■ **Your goal**: Word for word, repeat the entries, minus the pictures.

■ **Data for processing**:
========================================
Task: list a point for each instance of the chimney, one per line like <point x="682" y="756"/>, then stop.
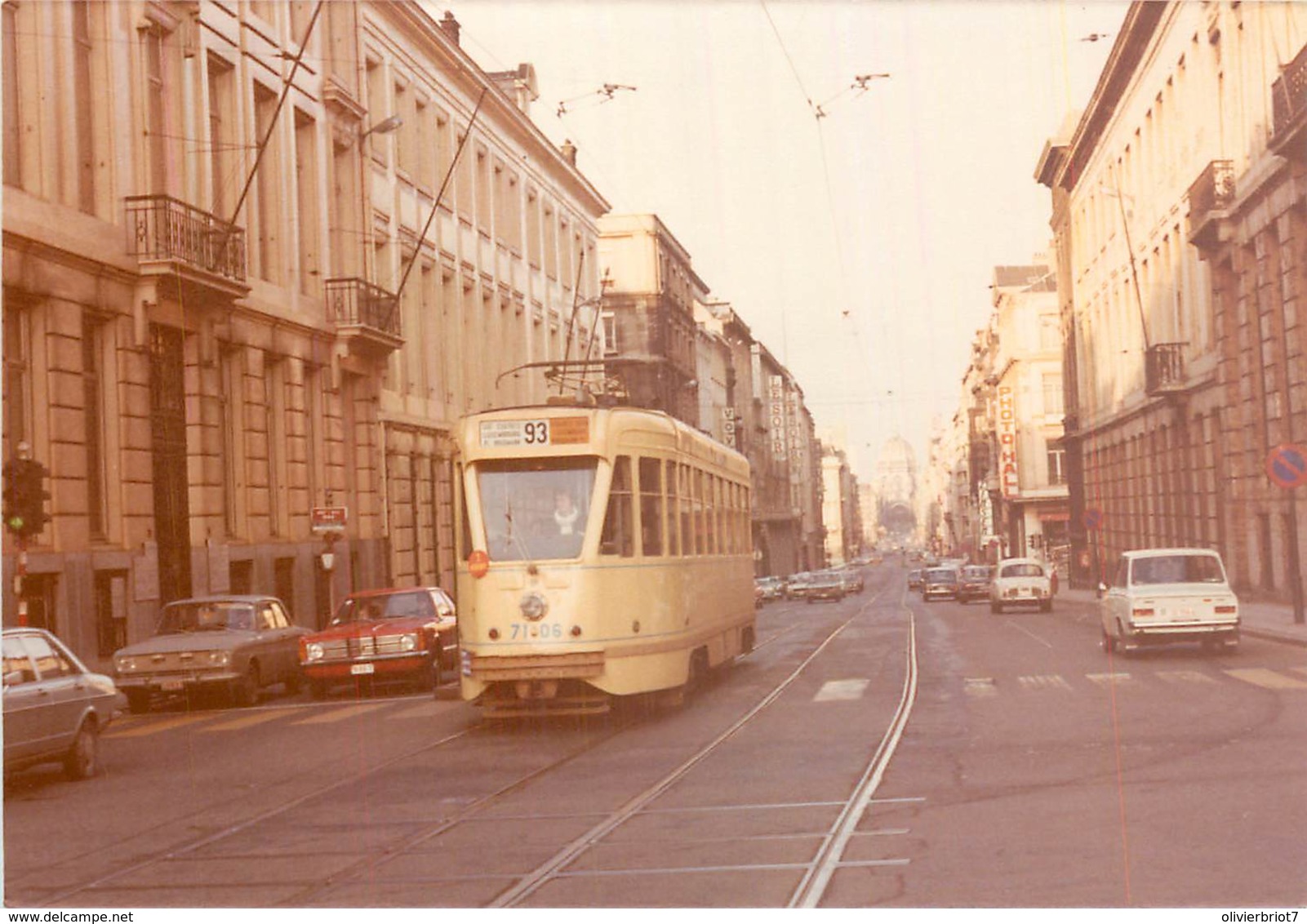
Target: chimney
<point x="450" y="26"/>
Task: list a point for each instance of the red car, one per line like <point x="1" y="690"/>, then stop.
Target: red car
<point x="409" y="635"/>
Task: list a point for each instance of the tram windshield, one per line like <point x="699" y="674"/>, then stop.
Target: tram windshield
<point x="535" y="508"/>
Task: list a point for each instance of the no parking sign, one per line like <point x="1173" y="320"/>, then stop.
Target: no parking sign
<point x="1287" y="465"/>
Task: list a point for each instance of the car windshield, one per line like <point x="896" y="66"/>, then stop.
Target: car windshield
<point x="535" y="508"/>
<point x="386" y="606"/>
<point x="209" y="615"/>
<point x="1176" y="570"/>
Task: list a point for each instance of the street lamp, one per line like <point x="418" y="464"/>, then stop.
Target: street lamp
<point x="383" y="127"/>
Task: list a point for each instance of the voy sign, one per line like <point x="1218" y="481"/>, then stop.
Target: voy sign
<point x="1005" y="421"/>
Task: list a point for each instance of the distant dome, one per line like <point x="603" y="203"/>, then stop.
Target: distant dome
<point x="897" y="454"/>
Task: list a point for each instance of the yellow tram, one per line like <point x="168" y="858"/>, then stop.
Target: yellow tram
<point x="604" y="552"/>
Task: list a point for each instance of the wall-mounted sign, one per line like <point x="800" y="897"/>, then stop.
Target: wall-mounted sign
<point x="1009" y="478"/>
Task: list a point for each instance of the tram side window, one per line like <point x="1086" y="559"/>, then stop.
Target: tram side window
<point x="687" y="513"/>
<point x="674" y="534"/>
<point x="619" y="536"/>
<point x="651" y="506"/>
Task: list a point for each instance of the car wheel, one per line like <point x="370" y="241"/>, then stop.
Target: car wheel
<point x="246" y="691"/>
<point x="82" y="760"/>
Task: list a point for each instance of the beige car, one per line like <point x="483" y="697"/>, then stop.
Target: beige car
<point x="1158" y="596"/>
<point x="1021" y="582"/>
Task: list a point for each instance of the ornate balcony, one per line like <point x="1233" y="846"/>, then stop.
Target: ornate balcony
<point x="367" y="317"/>
<point x="1209" y="196"/>
<point x="1163" y="369"/>
<point x="1289" y="109"/>
<point x="176" y="239"/>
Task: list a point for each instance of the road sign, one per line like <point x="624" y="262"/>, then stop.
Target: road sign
<point x="328" y="519"/>
<point x="1287" y="465"/>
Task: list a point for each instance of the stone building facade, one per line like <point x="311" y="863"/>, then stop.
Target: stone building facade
<point x="1179" y="212"/>
<point x="226" y="306"/>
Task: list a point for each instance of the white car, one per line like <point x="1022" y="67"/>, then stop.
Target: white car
<point x="1158" y="596"/>
<point x="1021" y="582"/>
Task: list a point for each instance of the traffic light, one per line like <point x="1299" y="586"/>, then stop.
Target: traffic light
<point x="25" y="497"/>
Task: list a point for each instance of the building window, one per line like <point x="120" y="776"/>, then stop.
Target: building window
<point x="93" y="402"/>
<point x="84" y="54"/>
<point x="12" y="110"/>
<point x="1052" y="393"/>
<point x="17" y="376"/>
<point x="306" y="202"/>
<point x="267" y="184"/>
<point x="1056" y="464"/>
<point x="221" y="134"/>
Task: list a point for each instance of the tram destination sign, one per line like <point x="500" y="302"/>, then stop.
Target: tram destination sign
<point x="535" y="432"/>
========================================
■ **Exercise output**:
Task: list a point for each instance of the chimney, one per line like <point x="682" y="756"/>, then stop.
Target: chimney
<point x="450" y="26"/>
Task: list a point for each instance of the red car, one per line like <point x="1" y="690"/>, then stop.
Target: red car
<point x="409" y="635"/>
Task: list a point for each instance of the tram windshield, one per line like <point x="699" y="674"/>, then stop.
Target: tram windshield
<point x="535" y="508"/>
Task: list a point for each instance of the no parking sign, one per line like <point x="1173" y="320"/>, then stop.
Target: no parking sign
<point x="1287" y="465"/>
Task: list a point for each instance of the car windshield, one per line like <point x="896" y="66"/>, then stop.
Target: car windshield
<point x="535" y="508"/>
<point x="386" y="606"/>
<point x="209" y="615"/>
<point x="1176" y="570"/>
Task: list a point for each instance of the street lamp, one per line like <point x="418" y="464"/>, then stop.
Target: street lamp
<point x="383" y="127"/>
Task: list a point for each instance of the voy sign, one per line like <point x="1218" y="481"/>, then stop.
Target: voy sign
<point x="1005" y="421"/>
Task: list a point for each instance of the distant dome, one per line like <point x="603" y="203"/>, then stop.
Target: distant dome
<point x="897" y="454"/>
Task: list a point for each instance of the yellow tram, one per line like <point x="168" y="858"/>, then stop.
Target: yellow tram
<point x="604" y="552"/>
Task: list a point for each instance of the wall-mounted sign, one per line like <point x="800" y="897"/>, then stop.
Target: wall-mounted sign
<point x="1009" y="478"/>
Task: list a point for each instance of the tram side window, one per line like <point x="1086" y="559"/>, then stop.
Target: tram side window
<point x="687" y="513"/>
<point x="674" y="534"/>
<point x="619" y="536"/>
<point x="651" y="506"/>
Task: list a point for each instance of the car wheel, one per line like <point x="370" y="241"/>, then stop.
Target: car wheel
<point x="246" y="691"/>
<point x="82" y="760"/>
Task: list a point for each instance of the beige car, one per line like <point x="483" y="697"/>, then stop.
Target: beige car
<point x="1158" y="596"/>
<point x="1021" y="582"/>
Task: list a point for each instance of the ornate balcony, one per line like <point x="1233" y="846"/>, then stop.
Target: ornate balcony
<point x="367" y="317"/>
<point x="1209" y="196"/>
<point x="1163" y="369"/>
<point x="1289" y="109"/>
<point x="176" y="239"/>
Task: list a point for each instance of the road sign, one per line like <point x="624" y="262"/>, then stop.
Target: road sign
<point x="328" y="519"/>
<point x="1287" y="465"/>
Task: list a point for each instance of the stone building facade, one per line like <point x="311" y="863"/>, then stop.
Target: stone building facade
<point x="1179" y="212"/>
<point x="226" y="306"/>
Task: list a point for each instance of the white car, one per line like <point x="1022" y="67"/>, then stop.
Target: white car
<point x="1158" y="596"/>
<point x="1021" y="582"/>
Task: list a point for each instance of the traffic light, one per line like <point x="1299" y="586"/>, then stop.
Target: traffic light
<point x="25" y="497"/>
Task: list a point for each instance of the building window, one per line like <point x="120" y="776"/>, then stop.
Target: building window
<point x="93" y="402"/>
<point x="84" y="54"/>
<point x="12" y="110"/>
<point x="1052" y="393"/>
<point x="17" y="376"/>
<point x="306" y="202"/>
<point x="267" y="184"/>
<point x="1056" y="464"/>
<point x="221" y="134"/>
Task: list a point for each instance of the tram destination sign, one per line like <point x="500" y="302"/>, then stop.
Target: tram destination sign
<point x="535" y="432"/>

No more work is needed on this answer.